[Records from a data collection]
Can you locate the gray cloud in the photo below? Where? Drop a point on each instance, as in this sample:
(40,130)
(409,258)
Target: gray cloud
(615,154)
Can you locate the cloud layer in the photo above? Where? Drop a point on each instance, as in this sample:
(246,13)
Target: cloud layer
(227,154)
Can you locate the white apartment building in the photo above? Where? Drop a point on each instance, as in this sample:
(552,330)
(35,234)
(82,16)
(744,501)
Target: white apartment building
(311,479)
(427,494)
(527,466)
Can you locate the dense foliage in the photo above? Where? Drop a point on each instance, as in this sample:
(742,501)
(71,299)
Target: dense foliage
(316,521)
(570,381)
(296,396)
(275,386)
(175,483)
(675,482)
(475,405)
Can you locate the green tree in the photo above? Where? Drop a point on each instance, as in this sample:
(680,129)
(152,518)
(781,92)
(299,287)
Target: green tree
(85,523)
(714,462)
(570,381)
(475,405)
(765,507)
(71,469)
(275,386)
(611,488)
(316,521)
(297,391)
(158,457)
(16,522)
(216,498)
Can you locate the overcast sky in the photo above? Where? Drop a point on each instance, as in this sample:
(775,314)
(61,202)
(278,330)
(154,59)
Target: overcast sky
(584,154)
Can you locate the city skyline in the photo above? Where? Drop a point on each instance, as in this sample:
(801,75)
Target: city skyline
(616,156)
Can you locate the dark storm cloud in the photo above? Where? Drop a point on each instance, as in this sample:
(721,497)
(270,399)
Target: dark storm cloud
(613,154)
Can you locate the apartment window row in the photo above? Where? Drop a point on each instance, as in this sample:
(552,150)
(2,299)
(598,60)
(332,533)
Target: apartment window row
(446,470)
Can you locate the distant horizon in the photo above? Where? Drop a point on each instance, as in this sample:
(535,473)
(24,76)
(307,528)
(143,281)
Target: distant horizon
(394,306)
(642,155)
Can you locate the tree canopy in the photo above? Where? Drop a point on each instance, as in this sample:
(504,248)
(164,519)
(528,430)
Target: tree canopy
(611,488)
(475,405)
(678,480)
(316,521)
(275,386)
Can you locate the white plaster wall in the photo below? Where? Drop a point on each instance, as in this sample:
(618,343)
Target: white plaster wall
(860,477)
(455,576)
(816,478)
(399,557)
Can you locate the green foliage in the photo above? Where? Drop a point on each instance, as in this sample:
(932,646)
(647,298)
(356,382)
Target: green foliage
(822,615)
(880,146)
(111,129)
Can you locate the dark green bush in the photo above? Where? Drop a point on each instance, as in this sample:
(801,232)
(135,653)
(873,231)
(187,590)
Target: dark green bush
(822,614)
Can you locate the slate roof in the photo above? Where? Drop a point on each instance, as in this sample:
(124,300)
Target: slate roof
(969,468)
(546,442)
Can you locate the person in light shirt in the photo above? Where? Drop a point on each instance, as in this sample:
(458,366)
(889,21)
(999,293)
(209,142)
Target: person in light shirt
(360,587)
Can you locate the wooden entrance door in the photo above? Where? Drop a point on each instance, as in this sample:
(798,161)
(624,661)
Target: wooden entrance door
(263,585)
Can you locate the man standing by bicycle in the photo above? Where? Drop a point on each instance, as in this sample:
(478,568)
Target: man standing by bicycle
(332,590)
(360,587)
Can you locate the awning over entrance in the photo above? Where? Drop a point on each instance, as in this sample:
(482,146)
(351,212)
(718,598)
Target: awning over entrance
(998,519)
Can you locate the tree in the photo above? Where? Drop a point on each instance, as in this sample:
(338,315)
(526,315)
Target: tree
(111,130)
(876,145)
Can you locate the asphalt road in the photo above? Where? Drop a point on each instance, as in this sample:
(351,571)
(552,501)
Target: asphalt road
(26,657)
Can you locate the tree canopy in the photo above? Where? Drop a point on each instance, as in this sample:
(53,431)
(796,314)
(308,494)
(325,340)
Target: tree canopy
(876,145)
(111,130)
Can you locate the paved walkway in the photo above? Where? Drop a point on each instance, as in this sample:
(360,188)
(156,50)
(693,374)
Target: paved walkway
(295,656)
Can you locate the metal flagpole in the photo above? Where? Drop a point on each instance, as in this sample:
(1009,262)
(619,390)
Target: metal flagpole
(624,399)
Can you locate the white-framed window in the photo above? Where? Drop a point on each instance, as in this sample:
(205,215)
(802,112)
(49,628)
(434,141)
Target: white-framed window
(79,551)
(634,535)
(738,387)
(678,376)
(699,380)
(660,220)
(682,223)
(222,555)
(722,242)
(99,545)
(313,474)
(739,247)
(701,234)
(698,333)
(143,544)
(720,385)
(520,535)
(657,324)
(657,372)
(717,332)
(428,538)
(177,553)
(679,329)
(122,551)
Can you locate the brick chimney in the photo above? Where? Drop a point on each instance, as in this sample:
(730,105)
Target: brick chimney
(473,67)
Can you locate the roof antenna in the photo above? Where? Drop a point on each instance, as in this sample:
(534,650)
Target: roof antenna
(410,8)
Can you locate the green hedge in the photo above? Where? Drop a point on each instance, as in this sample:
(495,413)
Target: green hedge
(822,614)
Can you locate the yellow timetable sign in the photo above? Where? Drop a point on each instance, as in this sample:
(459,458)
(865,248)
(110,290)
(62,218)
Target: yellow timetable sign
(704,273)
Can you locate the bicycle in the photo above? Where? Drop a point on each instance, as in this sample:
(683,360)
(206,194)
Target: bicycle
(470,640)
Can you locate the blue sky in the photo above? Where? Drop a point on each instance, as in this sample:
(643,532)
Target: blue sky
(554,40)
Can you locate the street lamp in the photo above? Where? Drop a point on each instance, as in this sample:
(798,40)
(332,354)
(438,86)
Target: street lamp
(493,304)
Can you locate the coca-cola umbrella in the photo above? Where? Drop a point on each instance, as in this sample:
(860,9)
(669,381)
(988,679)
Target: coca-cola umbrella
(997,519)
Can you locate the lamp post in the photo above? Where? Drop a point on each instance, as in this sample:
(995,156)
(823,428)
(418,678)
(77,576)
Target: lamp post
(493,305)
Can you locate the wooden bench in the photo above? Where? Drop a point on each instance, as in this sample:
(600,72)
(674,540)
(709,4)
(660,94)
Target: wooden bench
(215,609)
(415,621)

== SHORT TASK ==
Quote every line from the line containing "Can you locate the blue" through the closing line of the listing, including both.

== OUTPUT OF THE TASK ==
Can you locate the blue sky in the photo above? Where? Drop a point on each instance, as in this sample:
(643,532)
Target: blue sky
(554,40)
Can you locate the street lamp in the photo above? Where? Drop a point on each instance, as in this sample:
(798,40)
(332,354)
(438,86)
Target: street lamp
(493,304)
Can you locate the coca-cola umbrella in the photo above? Where? Drop a point on each instance, as in this sample:
(860,9)
(669,381)
(988,679)
Target: coca-cola umbrella
(997,519)
Can you locate the lamp post in the photo above? Where? Drop a point on each instance, as in this sample:
(995,156)
(823,428)
(418,678)
(77,576)
Target: lamp post
(493,305)
Can you locate the wooden bench in the photo above? Where? Drop a point on each instance, as in this sample:
(600,72)
(674,540)
(709,4)
(660,94)
Target: wooden bench
(215,609)
(415,621)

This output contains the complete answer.